● Region pointing data:
--------------------------------------------------

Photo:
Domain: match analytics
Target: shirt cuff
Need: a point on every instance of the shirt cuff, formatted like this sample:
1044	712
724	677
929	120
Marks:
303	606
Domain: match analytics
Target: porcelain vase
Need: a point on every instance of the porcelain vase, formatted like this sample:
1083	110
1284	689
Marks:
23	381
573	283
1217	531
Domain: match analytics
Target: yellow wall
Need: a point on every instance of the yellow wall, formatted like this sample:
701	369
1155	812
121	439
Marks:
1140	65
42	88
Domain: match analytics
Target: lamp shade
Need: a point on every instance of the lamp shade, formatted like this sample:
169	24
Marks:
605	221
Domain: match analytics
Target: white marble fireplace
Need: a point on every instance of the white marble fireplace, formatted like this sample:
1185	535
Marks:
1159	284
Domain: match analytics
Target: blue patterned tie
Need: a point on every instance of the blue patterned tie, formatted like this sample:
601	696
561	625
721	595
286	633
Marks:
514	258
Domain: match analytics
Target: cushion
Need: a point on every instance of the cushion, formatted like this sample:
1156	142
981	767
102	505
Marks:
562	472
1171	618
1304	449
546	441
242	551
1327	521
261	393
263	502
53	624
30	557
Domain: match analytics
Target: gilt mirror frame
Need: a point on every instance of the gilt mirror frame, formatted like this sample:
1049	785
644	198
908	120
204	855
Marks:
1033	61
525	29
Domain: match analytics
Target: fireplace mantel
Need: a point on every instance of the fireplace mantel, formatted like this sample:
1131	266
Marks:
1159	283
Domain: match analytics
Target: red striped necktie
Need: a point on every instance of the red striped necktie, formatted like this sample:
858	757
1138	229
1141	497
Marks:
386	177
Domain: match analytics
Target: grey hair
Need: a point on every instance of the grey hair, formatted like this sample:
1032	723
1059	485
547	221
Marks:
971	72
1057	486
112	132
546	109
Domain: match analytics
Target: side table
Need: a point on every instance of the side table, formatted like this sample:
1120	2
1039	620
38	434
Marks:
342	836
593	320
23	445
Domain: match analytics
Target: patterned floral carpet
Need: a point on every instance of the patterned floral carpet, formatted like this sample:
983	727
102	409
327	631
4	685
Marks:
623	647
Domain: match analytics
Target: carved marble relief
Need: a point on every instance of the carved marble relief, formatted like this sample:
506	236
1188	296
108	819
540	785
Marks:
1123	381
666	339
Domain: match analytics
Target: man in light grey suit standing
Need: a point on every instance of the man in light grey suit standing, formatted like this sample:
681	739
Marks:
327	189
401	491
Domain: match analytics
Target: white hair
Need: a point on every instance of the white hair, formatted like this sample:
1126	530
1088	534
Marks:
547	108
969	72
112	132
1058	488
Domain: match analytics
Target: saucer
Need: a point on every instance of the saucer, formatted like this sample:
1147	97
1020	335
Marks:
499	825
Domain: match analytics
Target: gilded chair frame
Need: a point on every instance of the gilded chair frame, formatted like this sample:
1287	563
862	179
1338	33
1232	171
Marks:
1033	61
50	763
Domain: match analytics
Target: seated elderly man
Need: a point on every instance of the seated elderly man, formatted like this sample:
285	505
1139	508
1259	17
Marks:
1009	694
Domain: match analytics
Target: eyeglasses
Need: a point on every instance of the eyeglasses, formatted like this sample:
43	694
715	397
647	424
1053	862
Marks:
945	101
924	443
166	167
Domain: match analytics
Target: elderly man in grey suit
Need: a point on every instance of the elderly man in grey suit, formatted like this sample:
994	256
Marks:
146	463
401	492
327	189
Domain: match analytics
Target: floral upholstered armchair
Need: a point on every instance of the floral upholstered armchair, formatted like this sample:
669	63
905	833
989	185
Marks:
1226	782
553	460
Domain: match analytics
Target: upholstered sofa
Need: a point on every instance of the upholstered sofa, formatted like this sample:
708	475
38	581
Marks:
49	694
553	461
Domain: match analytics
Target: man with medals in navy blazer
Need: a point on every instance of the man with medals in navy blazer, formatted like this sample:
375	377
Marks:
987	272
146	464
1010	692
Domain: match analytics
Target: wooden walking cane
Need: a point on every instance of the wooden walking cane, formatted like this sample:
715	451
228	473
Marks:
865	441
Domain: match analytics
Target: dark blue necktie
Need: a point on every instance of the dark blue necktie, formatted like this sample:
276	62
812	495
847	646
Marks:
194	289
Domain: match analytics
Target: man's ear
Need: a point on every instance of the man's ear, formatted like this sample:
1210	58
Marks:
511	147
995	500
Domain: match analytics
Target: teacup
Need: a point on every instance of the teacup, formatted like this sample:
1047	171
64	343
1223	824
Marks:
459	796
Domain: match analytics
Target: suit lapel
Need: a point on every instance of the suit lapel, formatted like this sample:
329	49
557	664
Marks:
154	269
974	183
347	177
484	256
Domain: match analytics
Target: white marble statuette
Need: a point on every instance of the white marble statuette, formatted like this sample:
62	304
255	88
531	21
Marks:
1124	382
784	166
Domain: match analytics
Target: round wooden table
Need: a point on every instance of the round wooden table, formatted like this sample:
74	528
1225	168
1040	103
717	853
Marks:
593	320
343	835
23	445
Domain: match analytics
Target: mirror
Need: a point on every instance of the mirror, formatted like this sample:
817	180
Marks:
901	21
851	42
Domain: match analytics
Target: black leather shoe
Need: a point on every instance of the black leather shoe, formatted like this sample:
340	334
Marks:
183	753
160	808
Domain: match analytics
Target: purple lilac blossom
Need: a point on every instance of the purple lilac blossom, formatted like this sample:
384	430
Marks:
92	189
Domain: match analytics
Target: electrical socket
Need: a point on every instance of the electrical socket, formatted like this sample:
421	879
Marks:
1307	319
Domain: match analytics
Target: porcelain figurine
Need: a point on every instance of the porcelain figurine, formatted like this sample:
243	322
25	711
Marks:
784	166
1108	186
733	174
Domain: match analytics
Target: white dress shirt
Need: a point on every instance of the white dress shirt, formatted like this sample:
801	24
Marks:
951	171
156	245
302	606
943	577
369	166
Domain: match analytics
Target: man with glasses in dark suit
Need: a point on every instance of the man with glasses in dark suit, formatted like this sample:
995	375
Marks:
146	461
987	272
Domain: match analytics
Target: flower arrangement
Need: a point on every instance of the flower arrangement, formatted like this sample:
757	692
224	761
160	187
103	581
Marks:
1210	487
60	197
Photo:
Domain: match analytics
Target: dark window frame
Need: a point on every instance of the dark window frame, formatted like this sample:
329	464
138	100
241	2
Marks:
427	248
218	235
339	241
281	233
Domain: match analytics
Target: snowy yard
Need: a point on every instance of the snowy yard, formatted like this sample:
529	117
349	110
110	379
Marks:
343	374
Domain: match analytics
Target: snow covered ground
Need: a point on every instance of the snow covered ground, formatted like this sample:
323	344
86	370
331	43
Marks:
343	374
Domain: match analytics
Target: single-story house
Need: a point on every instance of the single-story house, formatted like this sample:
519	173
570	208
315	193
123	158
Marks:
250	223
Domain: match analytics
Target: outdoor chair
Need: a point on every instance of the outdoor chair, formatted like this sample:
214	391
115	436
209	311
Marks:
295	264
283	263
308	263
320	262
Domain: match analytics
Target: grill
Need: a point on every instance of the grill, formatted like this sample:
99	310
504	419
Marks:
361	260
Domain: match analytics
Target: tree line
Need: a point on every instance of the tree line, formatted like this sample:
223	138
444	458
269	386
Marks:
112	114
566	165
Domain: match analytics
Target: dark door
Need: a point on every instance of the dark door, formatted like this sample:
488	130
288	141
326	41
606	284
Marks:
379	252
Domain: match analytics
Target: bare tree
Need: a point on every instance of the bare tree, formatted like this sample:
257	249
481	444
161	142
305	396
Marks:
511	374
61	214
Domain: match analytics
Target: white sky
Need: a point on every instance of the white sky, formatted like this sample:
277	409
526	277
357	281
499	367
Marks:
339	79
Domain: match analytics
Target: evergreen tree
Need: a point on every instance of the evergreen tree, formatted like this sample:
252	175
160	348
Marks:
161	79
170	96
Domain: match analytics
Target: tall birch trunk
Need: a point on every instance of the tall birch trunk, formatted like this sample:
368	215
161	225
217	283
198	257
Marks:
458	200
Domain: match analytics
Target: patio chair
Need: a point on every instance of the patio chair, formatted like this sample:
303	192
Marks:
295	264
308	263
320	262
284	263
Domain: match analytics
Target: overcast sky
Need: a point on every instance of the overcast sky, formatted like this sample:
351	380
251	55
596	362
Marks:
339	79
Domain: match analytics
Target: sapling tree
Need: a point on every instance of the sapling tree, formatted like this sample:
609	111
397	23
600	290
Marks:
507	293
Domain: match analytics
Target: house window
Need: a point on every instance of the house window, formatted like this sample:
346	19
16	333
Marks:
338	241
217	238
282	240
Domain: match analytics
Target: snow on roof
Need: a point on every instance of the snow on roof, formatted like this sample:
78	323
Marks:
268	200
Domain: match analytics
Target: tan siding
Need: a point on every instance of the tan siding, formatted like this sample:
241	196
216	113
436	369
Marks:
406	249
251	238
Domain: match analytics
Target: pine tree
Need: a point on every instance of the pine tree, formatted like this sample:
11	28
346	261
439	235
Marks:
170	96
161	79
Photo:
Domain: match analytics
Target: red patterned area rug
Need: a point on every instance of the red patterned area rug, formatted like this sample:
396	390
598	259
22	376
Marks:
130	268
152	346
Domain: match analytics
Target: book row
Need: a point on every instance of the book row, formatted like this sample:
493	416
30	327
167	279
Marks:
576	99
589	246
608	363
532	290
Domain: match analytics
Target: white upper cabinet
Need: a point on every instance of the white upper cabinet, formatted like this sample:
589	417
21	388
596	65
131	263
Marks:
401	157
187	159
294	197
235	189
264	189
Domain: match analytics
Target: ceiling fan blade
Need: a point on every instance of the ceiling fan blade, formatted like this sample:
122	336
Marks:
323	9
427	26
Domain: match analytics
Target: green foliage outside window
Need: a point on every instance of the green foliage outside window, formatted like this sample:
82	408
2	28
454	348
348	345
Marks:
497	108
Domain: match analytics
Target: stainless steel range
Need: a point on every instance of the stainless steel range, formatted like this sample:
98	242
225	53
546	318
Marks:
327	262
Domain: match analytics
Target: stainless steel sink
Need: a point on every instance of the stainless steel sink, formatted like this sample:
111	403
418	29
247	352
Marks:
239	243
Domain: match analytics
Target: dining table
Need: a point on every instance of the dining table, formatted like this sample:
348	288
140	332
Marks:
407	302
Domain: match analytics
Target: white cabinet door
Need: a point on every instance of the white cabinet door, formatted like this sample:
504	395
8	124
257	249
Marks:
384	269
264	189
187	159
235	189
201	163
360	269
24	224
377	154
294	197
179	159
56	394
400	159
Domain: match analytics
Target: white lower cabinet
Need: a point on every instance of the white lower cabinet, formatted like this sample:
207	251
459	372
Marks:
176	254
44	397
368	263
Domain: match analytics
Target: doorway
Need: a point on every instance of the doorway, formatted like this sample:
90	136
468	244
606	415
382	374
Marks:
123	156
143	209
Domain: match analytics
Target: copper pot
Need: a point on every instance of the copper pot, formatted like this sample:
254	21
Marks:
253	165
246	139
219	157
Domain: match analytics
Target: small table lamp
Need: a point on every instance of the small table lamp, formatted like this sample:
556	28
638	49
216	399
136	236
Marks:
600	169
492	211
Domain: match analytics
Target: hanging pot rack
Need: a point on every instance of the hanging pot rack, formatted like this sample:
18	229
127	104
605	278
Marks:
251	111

--------------------------------------------------

● Work item: The reply should consist of one number, the count of lines above with the string "blade" in them.

● Your solution: 2